National park in the Bahamas

The Exuma Cays Land and Sea Park is a protected area in the Exuma Cays of the Bahamas. The protected area extends from Shroud Cay in the north to Bell Cay in the south. The vegetation consists of mangrove communities, with the east sides being clad in low scrub and the western sides with taller scrub. There are many epiphytic orchids and bromeliads.

==History==
In 1953, Daniel Beard, a superintendent of Everglades National Park, proposed setting aside part of the Exuma Cays as a park. His idea was received enthusiastically, received support from the Nassau newspapers. In 1955 a formal proposal was submitted and on February 13, 1956 the Governor of the Bahamas confirmed that 22 miles of Exumas had been set aside providing some organization would undertake to give concrete recommendations to the Bahmamian Government. This organization would also be responsible for financial support of the park. Carleton Ray, an assistant director of the New York Aquarium and Jack Gabow headed up a survey of the Exuma Cays. They asked for and received a one-year extension. It was recommended that the Bahamas National Trust be established to oversee the proposed park. The Exuma Cays Land and Sea Park was finally established in 1958 with the Bahamas National Trust overseeing it.

==Park headquarters==
The Exuma Cays Land and Sea Park's headquarters are on the island of Warderick Wells. The island is a popular spot for cruising sailboats and yachts to stop and spend the night in one of three anchorages. There are several nature trails on the island, including one to Boo Boo Hill that offers views of the island, anchorage and Exuma Sound.

A cruiser's custom is to leave a driftwood sign with your boat's name at the top of Boo Boo Hill.

Services are extremely limited at the park. There is a small store that sells sodas, candy bars, and ice, rents videos, and collects mooring and anchoring fees, but that is it. There are no public restrooms, trash cans, or wi-fi service. (The internet service that had been available in the North Mooring Field for a fee has been discontinued.) If a person has a BTC phone - or other provider with an international plan - the best option for cell coverage is to stand at the top of the headquarter stairs and face Staniel Cay. One to three bars of service connection may be available.

QUESTIONS ON THE MATERIAL:
a) For the Exuma Cays park passage, decide whether each statement agrees with it. Answer yes or no and quote the words that decide it.
(i) The park reaches from Shroud Cay in the north to Bell Cay in the south.
(ii) The park was established in 1956.
(iii) Visitors to the park can use public restrooms.
b) Answer these questions using the Exuma Cays park passage:
(i) Who proposed in 1953 that part of the Exuma Cays be set aside as a park?
(ii) On which island is the park's headquarters?
(iii) How many anchorages does that island offer for an overnight stop?
c) Carry on the Exuma Cays park passage from its final sentence.
The entries below come from a separate, unrelated source.

DATA FOR REVIEW:
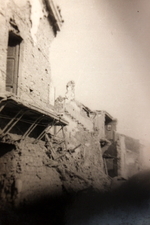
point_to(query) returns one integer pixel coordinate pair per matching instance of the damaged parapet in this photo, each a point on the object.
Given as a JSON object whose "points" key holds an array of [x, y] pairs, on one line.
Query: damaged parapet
{"points": [[73, 109]]}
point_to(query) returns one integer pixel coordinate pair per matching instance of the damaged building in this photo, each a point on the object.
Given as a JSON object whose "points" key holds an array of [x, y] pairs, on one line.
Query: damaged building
{"points": [[39, 153], [48, 146]]}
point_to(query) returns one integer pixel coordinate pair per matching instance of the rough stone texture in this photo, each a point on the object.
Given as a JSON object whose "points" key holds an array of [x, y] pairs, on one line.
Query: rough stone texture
{"points": [[130, 156], [34, 64]]}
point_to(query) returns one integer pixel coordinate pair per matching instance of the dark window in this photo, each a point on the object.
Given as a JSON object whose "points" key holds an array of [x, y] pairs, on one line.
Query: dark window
{"points": [[12, 62]]}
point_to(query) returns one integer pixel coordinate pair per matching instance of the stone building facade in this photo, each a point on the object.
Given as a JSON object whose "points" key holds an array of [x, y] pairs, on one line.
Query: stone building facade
{"points": [[47, 147], [40, 154]]}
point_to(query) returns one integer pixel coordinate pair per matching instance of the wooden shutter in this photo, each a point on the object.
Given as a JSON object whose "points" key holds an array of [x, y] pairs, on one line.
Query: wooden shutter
{"points": [[12, 67]]}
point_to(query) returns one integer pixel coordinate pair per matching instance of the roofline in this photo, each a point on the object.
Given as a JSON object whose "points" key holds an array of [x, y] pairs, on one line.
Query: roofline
{"points": [[47, 112]]}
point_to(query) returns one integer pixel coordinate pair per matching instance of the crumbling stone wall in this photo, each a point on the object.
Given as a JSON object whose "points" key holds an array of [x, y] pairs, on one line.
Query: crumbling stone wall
{"points": [[34, 73], [129, 155]]}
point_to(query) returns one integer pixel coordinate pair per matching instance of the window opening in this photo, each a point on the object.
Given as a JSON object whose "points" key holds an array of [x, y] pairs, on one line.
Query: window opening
{"points": [[12, 62]]}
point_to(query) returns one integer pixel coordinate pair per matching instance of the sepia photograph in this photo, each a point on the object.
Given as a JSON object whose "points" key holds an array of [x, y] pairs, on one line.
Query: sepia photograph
{"points": [[74, 112]]}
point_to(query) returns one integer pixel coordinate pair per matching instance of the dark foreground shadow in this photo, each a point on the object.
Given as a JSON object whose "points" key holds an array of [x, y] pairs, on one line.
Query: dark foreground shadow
{"points": [[129, 204]]}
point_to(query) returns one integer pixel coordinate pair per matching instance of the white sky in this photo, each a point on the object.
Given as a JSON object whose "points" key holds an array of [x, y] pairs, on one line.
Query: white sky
{"points": [[104, 46]]}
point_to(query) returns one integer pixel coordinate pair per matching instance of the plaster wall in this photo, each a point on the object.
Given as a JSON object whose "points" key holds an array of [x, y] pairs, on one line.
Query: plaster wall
{"points": [[33, 26]]}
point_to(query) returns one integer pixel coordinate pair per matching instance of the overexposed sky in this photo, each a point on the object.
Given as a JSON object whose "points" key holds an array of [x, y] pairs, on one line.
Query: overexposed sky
{"points": [[104, 46]]}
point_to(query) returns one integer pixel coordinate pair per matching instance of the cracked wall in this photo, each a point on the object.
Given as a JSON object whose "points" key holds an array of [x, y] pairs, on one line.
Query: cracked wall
{"points": [[34, 72]]}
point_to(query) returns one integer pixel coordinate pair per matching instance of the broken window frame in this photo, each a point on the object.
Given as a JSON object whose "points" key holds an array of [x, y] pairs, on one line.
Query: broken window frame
{"points": [[13, 62]]}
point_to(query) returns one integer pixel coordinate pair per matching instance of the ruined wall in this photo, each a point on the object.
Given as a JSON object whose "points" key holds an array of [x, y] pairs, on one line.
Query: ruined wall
{"points": [[24, 175], [32, 25], [129, 154]]}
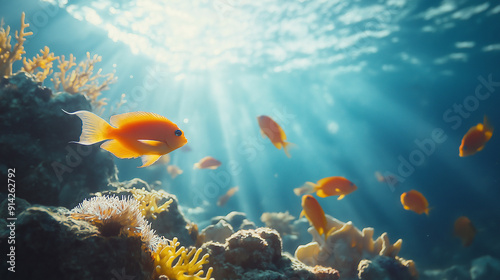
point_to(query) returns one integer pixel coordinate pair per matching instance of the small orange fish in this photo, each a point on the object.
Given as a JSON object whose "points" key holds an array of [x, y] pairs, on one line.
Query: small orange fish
{"points": [[207, 163], [269, 128], [415, 201], [475, 139], [314, 213], [464, 230], [164, 160], [224, 198], [174, 171], [131, 135], [328, 186]]}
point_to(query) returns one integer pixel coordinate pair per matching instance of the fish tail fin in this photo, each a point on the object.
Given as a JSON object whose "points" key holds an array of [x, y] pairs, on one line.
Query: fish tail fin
{"points": [[488, 128], [286, 146], [94, 128], [308, 187]]}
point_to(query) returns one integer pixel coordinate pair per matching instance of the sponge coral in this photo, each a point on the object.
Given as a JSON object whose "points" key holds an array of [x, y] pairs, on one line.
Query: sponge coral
{"points": [[187, 266]]}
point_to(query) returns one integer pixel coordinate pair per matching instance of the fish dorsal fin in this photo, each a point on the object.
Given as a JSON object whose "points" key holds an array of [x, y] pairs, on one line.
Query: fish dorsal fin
{"points": [[147, 160], [152, 143], [117, 149], [121, 119]]}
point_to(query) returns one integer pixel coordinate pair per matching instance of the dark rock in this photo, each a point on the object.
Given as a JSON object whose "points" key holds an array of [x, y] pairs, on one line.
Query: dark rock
{"points": [[36, 137], [50, 245], [238, 220], [384, 268]]}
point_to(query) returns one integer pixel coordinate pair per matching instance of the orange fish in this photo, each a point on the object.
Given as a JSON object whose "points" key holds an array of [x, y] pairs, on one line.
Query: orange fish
{"points": [[131, 135], [269, 128], [207, 163], [464, 230], [328, 186], [314, 213], [174, 171], [415, 201], [475, 139], [224, 198]]}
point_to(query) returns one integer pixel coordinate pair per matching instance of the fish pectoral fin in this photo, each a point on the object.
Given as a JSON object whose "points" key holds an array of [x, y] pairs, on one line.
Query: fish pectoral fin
{"points": [[121, 119], [117, 149], [302, 214], [277, 145], [152, 143], [147, 160]]}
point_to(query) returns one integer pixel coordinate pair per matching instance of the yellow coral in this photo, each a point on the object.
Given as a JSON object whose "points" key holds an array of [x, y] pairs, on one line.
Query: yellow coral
{"points": [[7, 54], [82, 79], [43, 62], [148, 201], [186, 267]]}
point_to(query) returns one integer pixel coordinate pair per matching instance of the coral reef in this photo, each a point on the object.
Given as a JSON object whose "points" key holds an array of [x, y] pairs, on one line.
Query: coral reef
{"points": [[180, 263], [82, 79], [169, 224], [280, 221], [346, 246], [8, 55], [237, 220], [256, 254], [50, 169], [52, 245]]}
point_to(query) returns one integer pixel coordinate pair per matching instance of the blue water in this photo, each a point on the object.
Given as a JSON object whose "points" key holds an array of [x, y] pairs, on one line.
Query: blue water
{"points": [[353, 84]]}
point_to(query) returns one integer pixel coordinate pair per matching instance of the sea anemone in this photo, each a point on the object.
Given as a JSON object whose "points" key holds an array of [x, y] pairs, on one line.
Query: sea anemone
{"points": [[116, 217]]}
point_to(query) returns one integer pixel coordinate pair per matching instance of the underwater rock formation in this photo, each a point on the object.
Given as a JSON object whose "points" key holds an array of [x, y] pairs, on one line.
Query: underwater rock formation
{"points": [[170, 223], [346, 246], [49, 169], [257, 254], [238, 220], [51, 245], [384, 268]]}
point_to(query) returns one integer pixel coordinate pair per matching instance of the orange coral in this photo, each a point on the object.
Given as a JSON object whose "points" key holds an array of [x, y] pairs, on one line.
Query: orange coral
{"points": [[82, 79], [7, 54], [44, 62], [179, 263]]}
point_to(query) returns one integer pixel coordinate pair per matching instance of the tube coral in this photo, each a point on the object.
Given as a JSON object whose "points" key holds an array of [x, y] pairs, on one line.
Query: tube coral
{"points": [[7, 54], [186, 267]]}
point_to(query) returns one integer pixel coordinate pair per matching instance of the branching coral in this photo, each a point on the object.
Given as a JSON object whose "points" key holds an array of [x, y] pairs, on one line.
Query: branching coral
{"points": [[82, 79], [43, 62], [345, 246], [7, 54], [180, 263], [116, 217], [148, 201]]}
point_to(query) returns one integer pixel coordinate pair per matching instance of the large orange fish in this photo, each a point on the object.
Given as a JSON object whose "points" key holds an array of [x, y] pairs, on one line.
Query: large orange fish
{"points": [[328, 186], [207, 163], [464, 230], [314, 213], [269, 128], [415, 201], [475, 139], [131, 135]]}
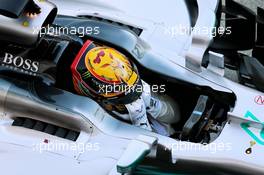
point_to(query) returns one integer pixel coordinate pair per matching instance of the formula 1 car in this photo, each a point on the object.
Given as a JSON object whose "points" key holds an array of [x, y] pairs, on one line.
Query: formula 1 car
{"points": [[193, 47]]}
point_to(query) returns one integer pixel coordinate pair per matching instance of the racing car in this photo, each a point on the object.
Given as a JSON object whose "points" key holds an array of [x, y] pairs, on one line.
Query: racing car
{"points": [[196, 48]]}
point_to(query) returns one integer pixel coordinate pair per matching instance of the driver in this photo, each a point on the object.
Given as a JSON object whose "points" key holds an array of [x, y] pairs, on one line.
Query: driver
{"points": [[113, 81]]}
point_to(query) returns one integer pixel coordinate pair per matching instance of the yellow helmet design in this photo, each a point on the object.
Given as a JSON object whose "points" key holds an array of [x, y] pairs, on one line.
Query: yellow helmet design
{"points": [[105, 73]]}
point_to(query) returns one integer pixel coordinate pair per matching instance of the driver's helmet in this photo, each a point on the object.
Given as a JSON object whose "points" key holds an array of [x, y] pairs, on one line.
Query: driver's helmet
{"points": [[105, 74]]}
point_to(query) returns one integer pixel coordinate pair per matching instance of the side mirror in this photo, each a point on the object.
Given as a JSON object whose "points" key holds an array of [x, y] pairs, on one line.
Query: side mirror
{"points": [[136, 151]]}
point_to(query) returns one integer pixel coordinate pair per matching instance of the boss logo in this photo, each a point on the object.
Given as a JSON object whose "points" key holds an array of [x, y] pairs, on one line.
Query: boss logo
{"points": [[19, 62]]}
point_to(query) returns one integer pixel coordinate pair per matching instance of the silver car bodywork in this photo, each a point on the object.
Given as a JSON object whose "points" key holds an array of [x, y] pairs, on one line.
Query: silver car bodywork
{"points": [[111, 141]]}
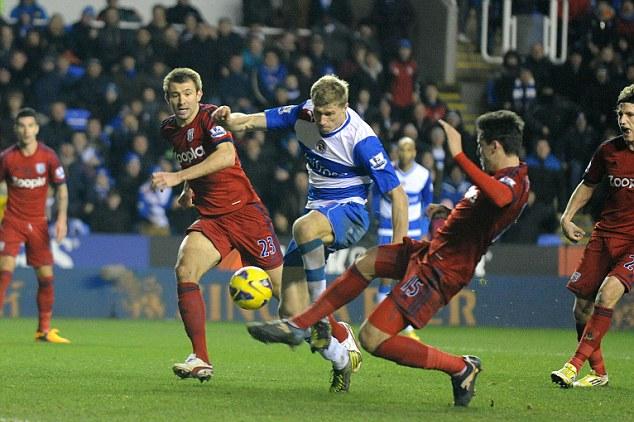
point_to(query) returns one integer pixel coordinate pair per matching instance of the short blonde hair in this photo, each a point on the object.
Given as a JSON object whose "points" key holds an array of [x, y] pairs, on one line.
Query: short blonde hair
{"points": [[329, 90], [180, 75], [626, 95]]}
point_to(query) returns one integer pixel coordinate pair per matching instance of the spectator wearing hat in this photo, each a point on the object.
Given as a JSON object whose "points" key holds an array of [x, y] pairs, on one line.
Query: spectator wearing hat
{"points": [[176, 14], [30, 8], [403, 81], [56, 131], [153, 205], [83, 34], [125, 14], [128, 183]]}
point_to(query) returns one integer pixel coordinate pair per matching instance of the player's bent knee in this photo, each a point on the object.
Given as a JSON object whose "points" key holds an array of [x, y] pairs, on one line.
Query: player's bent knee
{"points": [[610, 292], [365, 264], [371, 337]]}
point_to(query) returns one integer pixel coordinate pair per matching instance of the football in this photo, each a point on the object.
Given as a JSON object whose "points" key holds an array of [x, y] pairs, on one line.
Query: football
{"points": [[250, 288]]}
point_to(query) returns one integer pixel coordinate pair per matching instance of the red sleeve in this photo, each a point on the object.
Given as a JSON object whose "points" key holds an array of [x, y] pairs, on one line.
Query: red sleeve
{"points": [[57, 175], [499, 193]]}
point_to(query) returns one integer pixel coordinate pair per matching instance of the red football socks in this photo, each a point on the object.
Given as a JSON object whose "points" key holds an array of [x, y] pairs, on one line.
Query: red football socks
{"points": [[5, 280], [45, 299], [596, 358], [345, 288], [597, 326], [338, 331], [192, 309], [409, 352]]}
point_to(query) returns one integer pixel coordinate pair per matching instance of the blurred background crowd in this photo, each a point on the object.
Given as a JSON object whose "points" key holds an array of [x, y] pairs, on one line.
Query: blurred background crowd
{"points": [[97, 82]]}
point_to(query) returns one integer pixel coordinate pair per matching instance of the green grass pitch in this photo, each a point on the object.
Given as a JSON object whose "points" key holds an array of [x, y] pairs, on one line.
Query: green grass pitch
{"points": [[118, 370]]}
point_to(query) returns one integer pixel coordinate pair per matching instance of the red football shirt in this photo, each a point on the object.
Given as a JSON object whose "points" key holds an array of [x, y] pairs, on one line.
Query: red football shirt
{"points": [[217, 193], [28, 179], [615, 162], [473, 225]]}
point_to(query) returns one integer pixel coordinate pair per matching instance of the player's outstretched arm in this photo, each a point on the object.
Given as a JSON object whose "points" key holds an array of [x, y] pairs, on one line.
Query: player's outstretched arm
{"points": [[224, 156], [400, 208], [186, 198], [496, 191], [578, 200], [61, 224], [239, 122]]}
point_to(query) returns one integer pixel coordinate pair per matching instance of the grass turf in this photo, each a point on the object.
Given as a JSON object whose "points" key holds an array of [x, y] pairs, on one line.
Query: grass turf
{"points": [[120, 370]]}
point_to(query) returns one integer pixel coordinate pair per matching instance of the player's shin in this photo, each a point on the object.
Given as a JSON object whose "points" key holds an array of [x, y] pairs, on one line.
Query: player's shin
{"points": [[596, 358], [595, 329], [342, 290], [314, 260], [45, 300], [192, 310], [5, 280]]}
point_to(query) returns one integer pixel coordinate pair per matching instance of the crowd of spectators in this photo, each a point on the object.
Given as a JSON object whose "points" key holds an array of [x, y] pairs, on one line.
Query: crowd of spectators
{"points": [[568, 108], [97, 81]]}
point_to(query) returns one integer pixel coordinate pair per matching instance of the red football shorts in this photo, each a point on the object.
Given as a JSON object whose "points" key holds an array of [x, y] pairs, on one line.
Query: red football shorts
{"points": [[418, 299], [34, 236], [603, 256], [249, 230]]}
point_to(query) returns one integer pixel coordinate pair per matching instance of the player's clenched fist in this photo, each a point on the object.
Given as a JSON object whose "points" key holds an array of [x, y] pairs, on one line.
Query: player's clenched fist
{"points": [[572, 231], [222, 114], [164, 179]]}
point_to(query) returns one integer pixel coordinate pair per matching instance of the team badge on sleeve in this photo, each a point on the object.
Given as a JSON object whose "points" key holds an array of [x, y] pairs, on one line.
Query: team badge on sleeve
{"points": [[59, 172], [378, 162], [508, 181], [217, 132]]}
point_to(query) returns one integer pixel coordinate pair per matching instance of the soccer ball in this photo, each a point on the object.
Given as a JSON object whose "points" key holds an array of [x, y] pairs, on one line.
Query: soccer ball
{"points": [[250, 288]]}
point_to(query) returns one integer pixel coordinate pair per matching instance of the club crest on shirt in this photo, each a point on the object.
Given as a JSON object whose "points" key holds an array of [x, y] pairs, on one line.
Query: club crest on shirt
{"points": [[472, 193], [217, 132], [59, 172], [378, 162], [284, 110]]}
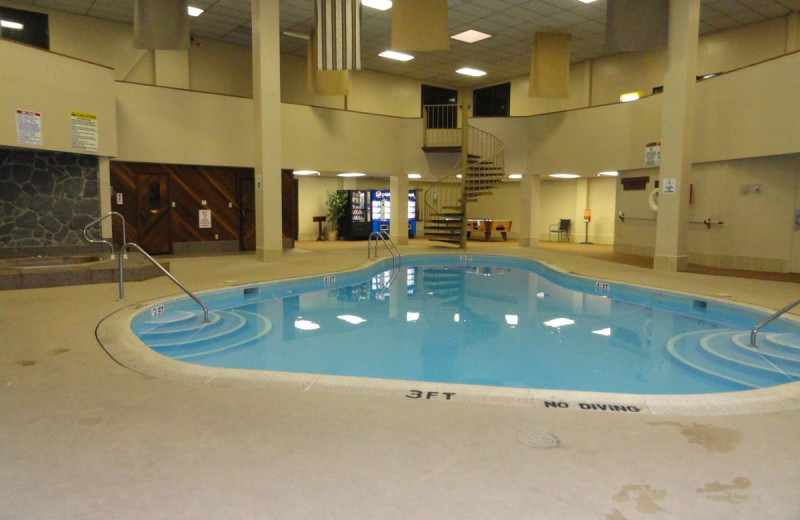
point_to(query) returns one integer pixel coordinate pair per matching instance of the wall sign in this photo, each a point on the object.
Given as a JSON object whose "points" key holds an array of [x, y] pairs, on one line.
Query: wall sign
{"points": [[652, 154], [29, 127], [83, 131], [204, 218]]}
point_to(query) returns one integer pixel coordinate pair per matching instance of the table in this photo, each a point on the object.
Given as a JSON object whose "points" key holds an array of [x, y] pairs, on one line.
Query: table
{"points": [[487, 226]]}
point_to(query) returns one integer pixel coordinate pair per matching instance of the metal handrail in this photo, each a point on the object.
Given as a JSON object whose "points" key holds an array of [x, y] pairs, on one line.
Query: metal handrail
{"points": [[111, 246], [169, 275], [770, 319], [384, 236]]}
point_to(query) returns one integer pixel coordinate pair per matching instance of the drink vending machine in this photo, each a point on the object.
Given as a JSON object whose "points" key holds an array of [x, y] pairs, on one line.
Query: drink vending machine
{"points": [[380, 205]]}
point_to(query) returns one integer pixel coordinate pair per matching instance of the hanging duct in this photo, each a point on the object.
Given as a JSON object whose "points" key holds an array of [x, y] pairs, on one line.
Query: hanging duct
{"points": [[636, 25], [550, 66], [325, 82], [420, 25], [161, 24], [338, 35]]}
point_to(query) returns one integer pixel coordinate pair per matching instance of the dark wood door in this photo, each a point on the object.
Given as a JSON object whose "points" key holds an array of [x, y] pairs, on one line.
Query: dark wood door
{"points": [[247, 210], [154, 206]]}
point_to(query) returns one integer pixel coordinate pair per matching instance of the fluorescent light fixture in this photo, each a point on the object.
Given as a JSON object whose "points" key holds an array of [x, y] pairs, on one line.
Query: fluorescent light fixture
{"points": [[471, 36], [559, 322], [471, 72], [380, 5], [297, 35], [349, 318], [630, 96], [8, 24], [302, 324], [399, 56]]}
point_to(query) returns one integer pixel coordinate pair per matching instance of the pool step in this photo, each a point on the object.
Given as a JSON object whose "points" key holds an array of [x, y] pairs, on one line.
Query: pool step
{"points": [[725, 354], [183, 334]]}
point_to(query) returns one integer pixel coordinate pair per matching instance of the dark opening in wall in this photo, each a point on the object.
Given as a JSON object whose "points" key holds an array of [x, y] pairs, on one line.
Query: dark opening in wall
{"points": [[25, 27]]}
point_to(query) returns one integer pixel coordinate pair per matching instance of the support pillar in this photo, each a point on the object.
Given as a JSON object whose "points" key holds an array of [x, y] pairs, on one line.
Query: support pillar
{"points": [[398, 210], [677, 134], [529, 210], [267, 131]]}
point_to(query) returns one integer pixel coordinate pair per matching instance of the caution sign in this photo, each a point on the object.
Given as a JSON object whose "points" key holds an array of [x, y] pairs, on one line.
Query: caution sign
{"points": [[83, 131]]}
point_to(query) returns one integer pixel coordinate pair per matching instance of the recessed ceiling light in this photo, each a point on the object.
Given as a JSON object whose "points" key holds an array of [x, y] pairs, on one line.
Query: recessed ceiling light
{"points": [[471, 36], [8, 24], [471, 72], [630, 96], [399, 56], [380, 5]]}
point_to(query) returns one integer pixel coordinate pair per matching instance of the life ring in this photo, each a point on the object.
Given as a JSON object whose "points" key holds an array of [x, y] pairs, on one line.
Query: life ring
{"points": [[653, 200]]}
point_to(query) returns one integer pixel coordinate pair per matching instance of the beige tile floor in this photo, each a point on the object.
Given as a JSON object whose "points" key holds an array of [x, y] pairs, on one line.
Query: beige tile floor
{"points": [[83, 437]]}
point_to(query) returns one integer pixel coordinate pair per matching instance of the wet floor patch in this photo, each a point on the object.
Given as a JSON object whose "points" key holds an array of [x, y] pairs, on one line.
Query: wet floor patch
{"points": [[733, 493], [714, 439]]}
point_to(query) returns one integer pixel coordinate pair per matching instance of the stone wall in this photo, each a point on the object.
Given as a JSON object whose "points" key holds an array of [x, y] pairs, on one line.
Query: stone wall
{"points": [[46, 198]]}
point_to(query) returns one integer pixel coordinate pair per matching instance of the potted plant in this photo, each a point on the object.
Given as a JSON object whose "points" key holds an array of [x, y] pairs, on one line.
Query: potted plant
{"points": [[337, 208]]}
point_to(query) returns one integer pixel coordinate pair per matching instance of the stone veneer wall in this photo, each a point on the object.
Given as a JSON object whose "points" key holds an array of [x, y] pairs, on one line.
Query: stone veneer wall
{"points": [[46, 198]]}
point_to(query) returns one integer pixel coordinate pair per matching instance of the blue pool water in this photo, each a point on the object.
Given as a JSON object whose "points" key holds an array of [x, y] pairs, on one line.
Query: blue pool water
{"points": [[482, 320]]}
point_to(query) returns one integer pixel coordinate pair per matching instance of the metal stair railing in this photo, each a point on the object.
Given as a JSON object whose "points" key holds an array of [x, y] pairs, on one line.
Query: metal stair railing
{"points": [[769, 319], [123, 253], [384, 236]]}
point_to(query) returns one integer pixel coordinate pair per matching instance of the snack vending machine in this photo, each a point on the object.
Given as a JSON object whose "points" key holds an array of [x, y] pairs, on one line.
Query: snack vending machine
{"points": [[355, 224], [380, 206]]}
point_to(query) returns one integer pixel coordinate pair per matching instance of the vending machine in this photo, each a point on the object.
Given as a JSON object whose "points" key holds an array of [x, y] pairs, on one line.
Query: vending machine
{"points": [[355, 224], [380, 207]]}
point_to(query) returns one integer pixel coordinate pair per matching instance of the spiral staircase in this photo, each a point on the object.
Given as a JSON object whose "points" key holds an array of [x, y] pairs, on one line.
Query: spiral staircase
{"points": [[481, 169]]}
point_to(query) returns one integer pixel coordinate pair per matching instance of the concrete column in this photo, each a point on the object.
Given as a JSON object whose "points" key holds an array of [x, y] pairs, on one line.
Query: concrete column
{"points": [[104, 183], [398, 211], [267, 131], [677, 133], [529, 210], [171, 68]]}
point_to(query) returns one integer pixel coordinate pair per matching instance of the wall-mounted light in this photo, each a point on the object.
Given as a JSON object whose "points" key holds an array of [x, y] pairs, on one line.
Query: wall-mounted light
{"points": [[630, 96]]}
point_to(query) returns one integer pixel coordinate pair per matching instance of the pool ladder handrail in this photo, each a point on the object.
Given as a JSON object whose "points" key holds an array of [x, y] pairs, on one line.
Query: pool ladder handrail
{"points": [[123, 253], [384, 236], [769, 319]]}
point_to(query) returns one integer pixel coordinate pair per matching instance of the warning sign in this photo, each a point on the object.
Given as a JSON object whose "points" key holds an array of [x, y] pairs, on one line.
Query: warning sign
{"points": [[83, 131]]}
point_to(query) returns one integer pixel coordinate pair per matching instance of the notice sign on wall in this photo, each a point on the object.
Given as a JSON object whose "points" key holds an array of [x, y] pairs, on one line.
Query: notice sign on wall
{"points": [[652, 154], [205, 218], [29, 127], [83, 131]]}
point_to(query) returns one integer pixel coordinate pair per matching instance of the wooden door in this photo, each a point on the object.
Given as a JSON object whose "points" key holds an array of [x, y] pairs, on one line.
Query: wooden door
{"points": [[153, 229], [247, 214]]}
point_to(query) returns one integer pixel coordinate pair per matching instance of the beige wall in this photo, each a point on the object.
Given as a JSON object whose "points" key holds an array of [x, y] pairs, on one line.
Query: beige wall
{"points": [[221, 68], [39, 81]]}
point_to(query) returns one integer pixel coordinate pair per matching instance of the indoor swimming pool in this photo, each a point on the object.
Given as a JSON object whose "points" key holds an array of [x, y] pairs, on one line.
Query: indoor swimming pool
{"points": [[479, 320]]}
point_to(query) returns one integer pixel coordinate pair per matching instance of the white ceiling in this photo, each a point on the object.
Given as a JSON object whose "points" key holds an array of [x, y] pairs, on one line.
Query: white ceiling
{"points": [[512, 23]]}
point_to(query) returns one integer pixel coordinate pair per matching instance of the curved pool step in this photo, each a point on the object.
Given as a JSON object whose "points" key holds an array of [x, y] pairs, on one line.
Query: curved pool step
{"points": [[749, 369]]}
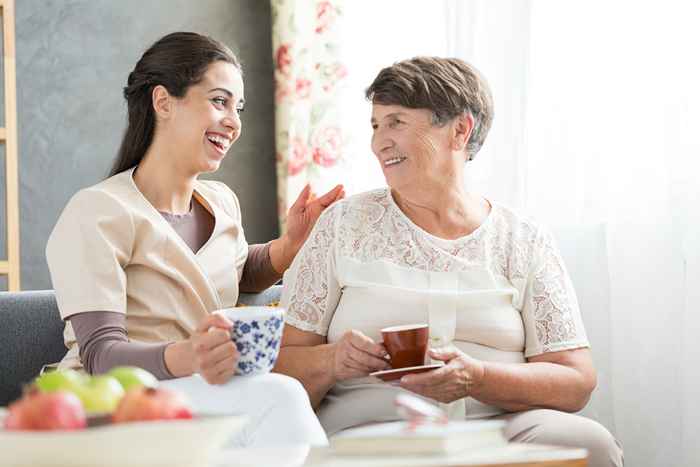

SET OF ANSWERS:
a)
(i) Yes: "The protected area extends from Shroud Cay in the north to Bell Cay in the south."
(ii) No: "The Exuma Cays Land and Sea Park was finally established in 1958"
(iii) No: "There are no public restrooms, trash cans, or wi-fi service."

b)
(i) Daniel Beard, a superintendent of Everglades National Park
(ii) Warderick Wells
(iii) Three

c)
==Fauna==

The rare Bahamian hutia is the only terrestrial mammal native to the Bahamas, and was introduced into the park in 1973. There are a number of seabirds that nest in the park, including Sargasso shearwater, white-tailed tropicbird, brown noddy and six species of terns (bridled, least, roseate, royal, sandwich and sooty). The endangered Allen Cays rock iguana (Cyclura cychlura inornata) is found on several islands in the Exumas. The coral reefs, marine invertebrates and many species of fish are also noteworthy.

Overfishing has caused many commercial species to show large declines, but the Exuma Land and Sea Park still has a healthy breeding population of conch, grouper and lobster. In 1985, the Bahamas National Trust took a bold conservation stance: the Exuma Park was made a protected replenishment zone. All fishing is prohibited within the boundaries of the park. Ospreys (Pandion haliaetus), also known as fishhawks, are the only creatures allowed to fish in the park. The benefits of this initiative are far-reaching. There is evidence that more marine species are reaching adulthood and are restocking areas outside the park boundaries.